● THE TASK
What you return must be the complete listing, unchanged.

● THE DATA
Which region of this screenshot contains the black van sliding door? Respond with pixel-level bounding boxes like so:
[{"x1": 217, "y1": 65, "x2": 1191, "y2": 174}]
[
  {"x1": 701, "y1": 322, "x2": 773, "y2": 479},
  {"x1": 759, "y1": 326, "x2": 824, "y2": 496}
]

● TASK OUTPUT
Which region of this screenshot contains the black van sliding door? Respond with pixel-level bounding boxes like so:
[{"x1": 217, "y1": 65, "x2": 1191, "y2": 174}]
[
  {"x1": 701, "y1": 322, "x2": 773, "y2": 479},
  {"x1": 759, "y1": 326, "x2": 824, "y2": 496}
]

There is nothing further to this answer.